## PROBLEM DETAILS
Put the material below into a two-column CSV with the headers "input" and "output", one row per request. Each row holds the request text and its answer, each in a single quoted field with any line breaks replaced by spaces.

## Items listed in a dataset
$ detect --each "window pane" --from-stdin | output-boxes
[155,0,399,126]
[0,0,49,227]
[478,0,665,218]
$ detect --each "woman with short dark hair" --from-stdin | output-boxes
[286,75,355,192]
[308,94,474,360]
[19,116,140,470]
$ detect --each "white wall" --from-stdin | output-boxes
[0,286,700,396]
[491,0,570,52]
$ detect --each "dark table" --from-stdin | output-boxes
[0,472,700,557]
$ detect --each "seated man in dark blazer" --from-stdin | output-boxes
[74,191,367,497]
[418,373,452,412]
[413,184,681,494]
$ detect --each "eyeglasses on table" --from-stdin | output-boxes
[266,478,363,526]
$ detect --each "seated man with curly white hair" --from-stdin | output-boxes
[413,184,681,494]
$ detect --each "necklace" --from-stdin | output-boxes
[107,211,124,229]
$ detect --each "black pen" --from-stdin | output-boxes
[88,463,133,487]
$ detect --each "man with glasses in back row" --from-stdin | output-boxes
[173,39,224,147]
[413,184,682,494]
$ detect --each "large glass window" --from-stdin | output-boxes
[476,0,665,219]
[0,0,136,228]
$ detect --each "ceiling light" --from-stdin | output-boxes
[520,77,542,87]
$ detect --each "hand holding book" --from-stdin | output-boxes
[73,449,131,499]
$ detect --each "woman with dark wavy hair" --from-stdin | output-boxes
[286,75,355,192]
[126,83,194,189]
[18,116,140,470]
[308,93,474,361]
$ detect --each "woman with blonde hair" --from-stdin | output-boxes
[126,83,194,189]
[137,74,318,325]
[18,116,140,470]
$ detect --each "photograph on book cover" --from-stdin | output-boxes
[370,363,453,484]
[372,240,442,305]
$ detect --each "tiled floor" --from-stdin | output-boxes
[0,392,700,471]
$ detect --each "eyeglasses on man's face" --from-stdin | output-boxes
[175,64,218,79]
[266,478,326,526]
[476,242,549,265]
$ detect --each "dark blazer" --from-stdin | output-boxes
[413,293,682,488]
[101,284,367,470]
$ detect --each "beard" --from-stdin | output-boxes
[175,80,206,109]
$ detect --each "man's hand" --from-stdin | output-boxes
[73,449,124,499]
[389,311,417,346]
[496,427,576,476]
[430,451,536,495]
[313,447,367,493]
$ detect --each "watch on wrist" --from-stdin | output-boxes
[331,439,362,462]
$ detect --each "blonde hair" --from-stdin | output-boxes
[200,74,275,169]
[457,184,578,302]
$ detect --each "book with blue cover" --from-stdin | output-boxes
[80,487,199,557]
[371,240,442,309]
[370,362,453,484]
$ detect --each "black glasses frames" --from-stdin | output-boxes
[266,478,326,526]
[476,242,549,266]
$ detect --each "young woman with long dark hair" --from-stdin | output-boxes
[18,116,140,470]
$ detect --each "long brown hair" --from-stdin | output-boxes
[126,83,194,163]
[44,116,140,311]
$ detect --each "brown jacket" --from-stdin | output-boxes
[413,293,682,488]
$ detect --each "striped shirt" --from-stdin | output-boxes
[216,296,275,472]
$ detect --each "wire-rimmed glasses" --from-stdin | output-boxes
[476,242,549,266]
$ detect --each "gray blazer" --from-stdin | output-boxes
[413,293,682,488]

## WRITTEN SOLUTION
input,output
"$ detect --each ""window pane"" --from-stdin | output-boxes","[155,0,399,126] [0,0,49,227] [478,0,665,218]"
"$ detect --each ""woman with short dark hair"" --from-stdin | output-boxes","[286,75,355,192] [308,94,474,360] [19,116,140,470]"
"$ detect --each ""white wall"" --from-stdin | output-boxes","[0,286,700,396] [491,0,570,52]"
"$ detect --each ""dark table"" --from-stdin | output-boxes","[0,472,700,557]"
"$ detect --each ""seated man in dark blazer"" --from-stdin | output-boxes","[74,191,367,497] [418,373,452,412] [413,184,681,494]"
"$ detect --each ""eyeglasses on table"" --from-stdin | output-boxes","[266,478,363,526]"
"$ detect --each ""seated man with curly white hair"" --from-stdin | output-boxes","[413,184,681,494]"
"$ detect --each ""necklace"" --from-stdin | output-boxes","[107,211,124,229]"
"$ detect --each ""black pen"" --from-stdin | output-boxes","[88,463,133,487]"
"$ detect --each ""man with glasses in back row"" --from-stdin | output-boxes","[173,39,224,147] [413,184,682,494]"
"$ detect --each ""large glass window"" --from-stdin | output-boxes","[476,0,665,219] [0,0,136,228]"
"$ detect --each ""ceiling light"" --from-stdin | output-boxes","[520,77,542,87]"
"$ detect --each ""hand holding book"" --from-stdin | output-boxes","[73,449,131,499]"
"$ detect --each ""woman with dark wavy hair"" --from-stdin | output-boxes","[286,75,355,192] [126,83,194,189] [18,116,140,470] [308,93,474,361]"
"$ detect --each ""woman with blonde hair"" --from-stdin | output-boxes","[126,83,194,189] [137,74,318,325] [18,116,140,470]"
"$ detect --each ""photograph on book cover"" --from-stdin | output-boxes","[370,363,453,484] [372,240,442,305]"
"$ detect --each ""tiled floor"" --from-stdin | output-boxes","[0,392,700,471]"
"$ detect --each ""eyeglasses on man's face"" --from-stdin | output-boxes","[175,64,218,79] [266,478,326,526] [476,242,549,265]"
"$ detect --each ""dark blazer"" --from-stdin | output-boxes","[413,293,682,488] [101,284,367,470]"
"$ detect --each ""beard"" --from-stdin | output-boxes","[175,80,206,109]"
"$ detect --each ""man's hand"" --from-stdin | output-boxes","[73,449,124,499] [389,311,417,346] [496,427,576,476] [430,451,536,495] [313,447,367,493]"
"$ detect --each ""watch on wrist"" --from-stdin | output-boxes","[331,439,362,462]"
"$ detect --each ""blonde hair"" --from-stdin | output-boxes","[200,74,275,169] [457,184,578,302]"
"$ detect --each ""book with blue cover"" --from-stdin | output-boxes","[80,487,199,557] [371,240,442,309] [370,362,453,484]"
"$ detect --each ""black glasses frames"" --from-stdin | output-boxes","[266,478,326,526] [476,242,549,266]"
"$ detect --each ""young woman with long dark hair"" --from-stdin | output-boxes","[18,116,140,470]"
"$ detect --each ""long brown hair"" --from-stdin | output-boxes","[126,83,194,163] [44,116,140,311]"
"$ detect --each ""brown jacket"" --from-stdin | output-boxes","[413,293,682,488]"
"$ detect --each ""striped shirt"" --from-stdin | output-boxes","[216,296,275,472]"
"$ detect --each ""wire-rimmed glasses"" --from-stdin | output-boxes","[476,242,549,266]"
"$ detect --each ""gray blazer"" --from-stdin | output-boxes","[413,293,682,488]"